- _DIRECTIONS FOR THIS TASK_:
From the MS Awareness Month column below, list every symptom named in the sentence that begins "This central nervous system disease causes."
START SELECTED EXCERPT
MS Awareness Month

Befriend, Support Someone with MS
by Liz Thompson
Published March 15, 2012
Suburban News Publications

We’re not hard to find. You see us in venues from the corporate world to Kindergarten. The list is long.

Most are everyday people doing everyday activities.

Symptoms are invisible to most everyone but those living with multiple sclerosis.

This central nervous system disease causes sensations of numbness and tingling, indescribable fatigue, dizziness, blurred vision and often partial or complete blindness, muscle spasms, cognitive problems and more.

The majority of us have relapsing/remitting MS that comes and goes at will. The smaller percentage has progressive MS that declines rapidly.

We may find ourselves in the middle of a large, empty room unable to move safely because we don’t have anything to balance our bodies. That is one way that MS can be paralyzing because our bodies are rebelling within. The new normal is what our lives become as we adapt daily.
END SELECTED EXCERPT
START PROVIDED INFORMATION
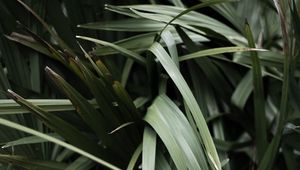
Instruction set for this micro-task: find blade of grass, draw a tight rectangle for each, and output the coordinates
[245,21,268,160]
[65,156,95,170]
[1,133,63,148]
[258,0,290,170]
[76,36,146,65]
[142,126,156,170]
[0,154,67,170]
[127,144,143,170]
[0,99,98,115]
[160,0,236,35]
[8,90,116,163]
[149,42,221,169]
[179,46,266,61]
[144,95,208,169]
[0,118,120,170]
[17,0,75,56]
END PROVIDED INFORMATION
- _EXERCISE RESPONSE_:
- Sensations of numbness and tingling
- Indescribable fatigue
- Dizziness
- Blurred vision
- Partial or complete blindness
- Muscle spasms
- Cognitive problems